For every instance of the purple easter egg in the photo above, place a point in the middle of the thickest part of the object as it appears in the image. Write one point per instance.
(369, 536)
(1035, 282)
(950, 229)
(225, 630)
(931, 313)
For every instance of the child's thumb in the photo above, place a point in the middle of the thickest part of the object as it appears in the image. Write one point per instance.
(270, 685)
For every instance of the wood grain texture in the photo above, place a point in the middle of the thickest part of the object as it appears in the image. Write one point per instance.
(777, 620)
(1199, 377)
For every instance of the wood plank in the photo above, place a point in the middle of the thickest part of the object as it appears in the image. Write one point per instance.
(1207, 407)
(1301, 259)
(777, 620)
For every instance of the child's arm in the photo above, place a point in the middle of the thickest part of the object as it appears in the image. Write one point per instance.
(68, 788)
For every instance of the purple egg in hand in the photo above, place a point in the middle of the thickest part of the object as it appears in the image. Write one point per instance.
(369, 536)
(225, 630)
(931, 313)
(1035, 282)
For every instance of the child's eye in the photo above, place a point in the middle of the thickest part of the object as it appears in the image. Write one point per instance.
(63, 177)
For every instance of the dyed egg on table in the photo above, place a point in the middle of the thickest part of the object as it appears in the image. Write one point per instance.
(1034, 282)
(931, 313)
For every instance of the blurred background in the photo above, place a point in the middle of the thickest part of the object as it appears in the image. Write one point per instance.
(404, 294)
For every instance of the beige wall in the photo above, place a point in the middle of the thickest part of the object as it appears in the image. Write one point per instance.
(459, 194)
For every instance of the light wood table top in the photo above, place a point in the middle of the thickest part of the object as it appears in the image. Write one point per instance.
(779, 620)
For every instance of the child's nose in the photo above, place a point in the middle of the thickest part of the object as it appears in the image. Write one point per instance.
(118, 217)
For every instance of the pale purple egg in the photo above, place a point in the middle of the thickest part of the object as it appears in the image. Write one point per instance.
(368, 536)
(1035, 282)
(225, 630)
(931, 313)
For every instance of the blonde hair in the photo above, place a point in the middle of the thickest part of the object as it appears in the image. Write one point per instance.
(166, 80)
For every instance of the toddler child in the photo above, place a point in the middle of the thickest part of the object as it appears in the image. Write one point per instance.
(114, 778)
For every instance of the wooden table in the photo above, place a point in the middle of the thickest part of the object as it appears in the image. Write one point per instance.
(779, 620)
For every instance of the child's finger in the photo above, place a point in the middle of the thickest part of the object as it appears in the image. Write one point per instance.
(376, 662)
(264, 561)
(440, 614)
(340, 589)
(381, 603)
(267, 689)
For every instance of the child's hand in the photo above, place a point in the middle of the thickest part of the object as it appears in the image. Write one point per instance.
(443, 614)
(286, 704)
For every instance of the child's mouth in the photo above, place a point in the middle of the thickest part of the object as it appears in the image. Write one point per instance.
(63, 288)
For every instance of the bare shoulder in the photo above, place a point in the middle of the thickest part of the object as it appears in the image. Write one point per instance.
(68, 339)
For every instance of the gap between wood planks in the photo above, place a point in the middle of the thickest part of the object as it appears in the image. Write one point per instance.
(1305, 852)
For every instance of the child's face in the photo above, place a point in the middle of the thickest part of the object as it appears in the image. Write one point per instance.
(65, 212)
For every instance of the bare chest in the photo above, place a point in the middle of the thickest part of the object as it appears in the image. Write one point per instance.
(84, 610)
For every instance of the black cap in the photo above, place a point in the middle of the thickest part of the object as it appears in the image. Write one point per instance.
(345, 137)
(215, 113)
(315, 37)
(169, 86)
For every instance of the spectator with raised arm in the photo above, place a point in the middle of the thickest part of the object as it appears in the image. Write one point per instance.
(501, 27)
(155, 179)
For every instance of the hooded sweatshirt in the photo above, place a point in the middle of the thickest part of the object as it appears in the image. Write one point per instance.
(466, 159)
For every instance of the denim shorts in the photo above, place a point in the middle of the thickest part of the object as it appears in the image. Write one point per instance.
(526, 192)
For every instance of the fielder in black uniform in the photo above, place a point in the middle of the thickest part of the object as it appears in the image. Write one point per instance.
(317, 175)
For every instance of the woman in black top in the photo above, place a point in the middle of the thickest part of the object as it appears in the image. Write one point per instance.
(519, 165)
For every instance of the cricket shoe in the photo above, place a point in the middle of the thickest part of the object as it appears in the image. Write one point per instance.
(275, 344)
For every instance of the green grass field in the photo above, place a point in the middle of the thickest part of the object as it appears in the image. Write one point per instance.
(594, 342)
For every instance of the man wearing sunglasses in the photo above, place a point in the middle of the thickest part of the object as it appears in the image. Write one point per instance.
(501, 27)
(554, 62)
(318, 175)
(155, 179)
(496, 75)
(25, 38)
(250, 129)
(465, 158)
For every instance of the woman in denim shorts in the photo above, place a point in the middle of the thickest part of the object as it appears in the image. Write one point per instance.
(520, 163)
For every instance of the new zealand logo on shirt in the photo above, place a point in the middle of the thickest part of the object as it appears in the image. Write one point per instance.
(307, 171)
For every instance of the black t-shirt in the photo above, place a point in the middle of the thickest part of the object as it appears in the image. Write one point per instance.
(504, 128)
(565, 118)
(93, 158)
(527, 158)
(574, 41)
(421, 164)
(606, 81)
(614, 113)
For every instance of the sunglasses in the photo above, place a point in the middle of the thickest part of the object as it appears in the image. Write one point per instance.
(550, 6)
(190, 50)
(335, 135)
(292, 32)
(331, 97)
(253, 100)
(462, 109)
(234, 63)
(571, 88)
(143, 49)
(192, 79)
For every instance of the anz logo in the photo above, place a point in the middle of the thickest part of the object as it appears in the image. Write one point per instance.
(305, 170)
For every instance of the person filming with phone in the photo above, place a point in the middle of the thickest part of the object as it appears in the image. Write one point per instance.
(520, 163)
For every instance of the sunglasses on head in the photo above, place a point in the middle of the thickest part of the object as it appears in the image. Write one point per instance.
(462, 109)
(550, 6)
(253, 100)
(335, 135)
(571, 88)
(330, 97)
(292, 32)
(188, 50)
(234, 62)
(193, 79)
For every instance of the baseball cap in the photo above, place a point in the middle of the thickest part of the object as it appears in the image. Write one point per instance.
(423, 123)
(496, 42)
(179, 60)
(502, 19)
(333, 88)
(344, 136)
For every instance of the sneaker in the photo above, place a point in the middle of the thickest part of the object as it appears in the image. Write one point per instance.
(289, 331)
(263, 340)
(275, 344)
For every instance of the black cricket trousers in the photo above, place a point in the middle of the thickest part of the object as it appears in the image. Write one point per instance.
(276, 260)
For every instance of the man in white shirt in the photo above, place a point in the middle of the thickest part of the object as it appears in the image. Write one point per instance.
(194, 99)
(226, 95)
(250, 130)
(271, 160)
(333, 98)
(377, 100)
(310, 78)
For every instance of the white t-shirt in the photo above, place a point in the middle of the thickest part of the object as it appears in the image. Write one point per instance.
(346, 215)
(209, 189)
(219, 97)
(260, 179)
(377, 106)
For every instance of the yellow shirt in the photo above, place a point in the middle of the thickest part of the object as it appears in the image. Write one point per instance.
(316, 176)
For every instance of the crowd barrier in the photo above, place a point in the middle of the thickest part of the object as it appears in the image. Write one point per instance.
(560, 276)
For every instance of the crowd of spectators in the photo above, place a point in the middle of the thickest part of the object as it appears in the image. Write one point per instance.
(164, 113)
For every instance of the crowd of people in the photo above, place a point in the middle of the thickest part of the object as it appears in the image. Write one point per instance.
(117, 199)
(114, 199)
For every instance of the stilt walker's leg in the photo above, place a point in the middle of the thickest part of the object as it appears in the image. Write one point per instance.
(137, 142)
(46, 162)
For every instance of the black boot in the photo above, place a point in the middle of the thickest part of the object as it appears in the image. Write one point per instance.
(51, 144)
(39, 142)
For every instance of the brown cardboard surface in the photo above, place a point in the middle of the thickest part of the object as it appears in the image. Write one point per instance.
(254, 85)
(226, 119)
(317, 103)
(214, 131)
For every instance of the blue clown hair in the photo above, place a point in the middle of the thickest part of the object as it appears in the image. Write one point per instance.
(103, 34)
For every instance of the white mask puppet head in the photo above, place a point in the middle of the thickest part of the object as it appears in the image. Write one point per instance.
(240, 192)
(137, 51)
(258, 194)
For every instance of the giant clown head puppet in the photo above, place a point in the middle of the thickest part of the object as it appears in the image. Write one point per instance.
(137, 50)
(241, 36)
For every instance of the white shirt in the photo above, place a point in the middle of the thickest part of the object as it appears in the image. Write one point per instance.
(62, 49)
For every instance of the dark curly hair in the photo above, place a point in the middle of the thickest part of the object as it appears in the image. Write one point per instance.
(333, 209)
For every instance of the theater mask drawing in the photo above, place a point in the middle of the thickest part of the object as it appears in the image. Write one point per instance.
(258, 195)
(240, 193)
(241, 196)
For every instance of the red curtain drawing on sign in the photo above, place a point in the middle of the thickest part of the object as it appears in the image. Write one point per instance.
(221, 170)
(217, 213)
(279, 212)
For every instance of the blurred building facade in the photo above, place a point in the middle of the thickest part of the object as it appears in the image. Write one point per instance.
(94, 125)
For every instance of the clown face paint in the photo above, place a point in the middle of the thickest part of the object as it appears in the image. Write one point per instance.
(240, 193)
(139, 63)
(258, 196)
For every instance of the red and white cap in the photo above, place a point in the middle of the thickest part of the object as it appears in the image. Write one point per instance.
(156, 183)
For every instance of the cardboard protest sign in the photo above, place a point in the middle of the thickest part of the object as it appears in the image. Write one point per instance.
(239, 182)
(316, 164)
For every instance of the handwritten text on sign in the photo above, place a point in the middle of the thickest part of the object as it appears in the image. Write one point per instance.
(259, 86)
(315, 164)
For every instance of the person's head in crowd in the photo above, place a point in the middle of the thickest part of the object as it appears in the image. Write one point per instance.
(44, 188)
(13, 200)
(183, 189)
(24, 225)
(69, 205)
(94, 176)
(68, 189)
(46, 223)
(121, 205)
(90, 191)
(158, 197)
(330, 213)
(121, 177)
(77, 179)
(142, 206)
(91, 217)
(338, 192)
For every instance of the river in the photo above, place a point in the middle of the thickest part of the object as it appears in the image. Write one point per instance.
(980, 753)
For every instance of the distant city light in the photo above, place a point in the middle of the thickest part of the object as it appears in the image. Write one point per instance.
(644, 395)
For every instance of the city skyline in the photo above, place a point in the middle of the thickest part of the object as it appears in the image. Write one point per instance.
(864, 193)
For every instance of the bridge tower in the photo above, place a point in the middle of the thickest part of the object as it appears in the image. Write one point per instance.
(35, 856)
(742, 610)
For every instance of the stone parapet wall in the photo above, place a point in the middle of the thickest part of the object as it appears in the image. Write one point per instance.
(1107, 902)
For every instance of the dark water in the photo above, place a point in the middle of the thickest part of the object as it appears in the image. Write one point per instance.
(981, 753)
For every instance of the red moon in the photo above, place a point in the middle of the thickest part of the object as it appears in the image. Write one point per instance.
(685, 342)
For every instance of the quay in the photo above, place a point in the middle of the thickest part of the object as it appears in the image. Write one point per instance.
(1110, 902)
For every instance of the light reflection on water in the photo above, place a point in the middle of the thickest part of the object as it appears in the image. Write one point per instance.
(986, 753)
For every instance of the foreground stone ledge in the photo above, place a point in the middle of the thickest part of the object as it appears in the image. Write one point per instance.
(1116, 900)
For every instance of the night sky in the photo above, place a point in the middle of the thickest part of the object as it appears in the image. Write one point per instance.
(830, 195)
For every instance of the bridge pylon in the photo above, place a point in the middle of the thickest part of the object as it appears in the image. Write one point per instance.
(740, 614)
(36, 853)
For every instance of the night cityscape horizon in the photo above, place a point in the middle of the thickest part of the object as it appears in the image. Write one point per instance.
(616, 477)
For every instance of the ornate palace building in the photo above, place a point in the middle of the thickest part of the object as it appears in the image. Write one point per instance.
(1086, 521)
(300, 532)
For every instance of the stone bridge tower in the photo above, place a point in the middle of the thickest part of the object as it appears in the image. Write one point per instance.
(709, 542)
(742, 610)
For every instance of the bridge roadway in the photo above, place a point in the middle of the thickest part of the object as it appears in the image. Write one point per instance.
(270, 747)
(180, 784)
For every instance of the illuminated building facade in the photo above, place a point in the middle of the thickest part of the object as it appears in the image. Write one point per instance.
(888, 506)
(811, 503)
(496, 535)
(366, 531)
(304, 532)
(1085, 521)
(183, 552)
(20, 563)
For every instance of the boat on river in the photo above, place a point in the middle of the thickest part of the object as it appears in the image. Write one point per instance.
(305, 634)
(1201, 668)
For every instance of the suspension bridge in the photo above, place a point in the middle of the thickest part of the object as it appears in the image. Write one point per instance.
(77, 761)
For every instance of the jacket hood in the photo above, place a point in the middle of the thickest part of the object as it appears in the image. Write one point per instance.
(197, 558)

────────

◆ **Task goal**
Can you write out again everything from the line containing "For every instance of the bridge roadway" down to the end of the data above, leaving each line as it is except for the coordinates in the answers, which should be shifted by adding 120 to every number?

◆ **The response**
For every instance of the bridge roadway in the photo above, place a point in the middle of the thickest part of the object as it appears in the image. Write one point per instance.
(390, 867)
(300, 904)
For every instance of the illuminated building facade in the photo above, place a point in the middle of the thickest part of the object as it appears in the image. Write one point per instance.
(1008, 626)
(931, 623)
(616, 655)
(486, 651)
(424, 652)
(1205, 641)
(303, 672)
(140, 683)
For every instance of the boat on river in the photo above, place a point in the middle of the thickest part of the object as it appears in the image. Write one point per instance.
(425, 754)
(1321, 788)
For every instance of the suspension bridge in the photo above, place a point in the middle of the thickest part of the object as it appears in the image. Write one point per instance.
(197, 881)
For every instance of the jacket hood in the photo above, place a point in the middle of the thickest part of the object as it appears in the image. Write one point per instance.
(317, 678)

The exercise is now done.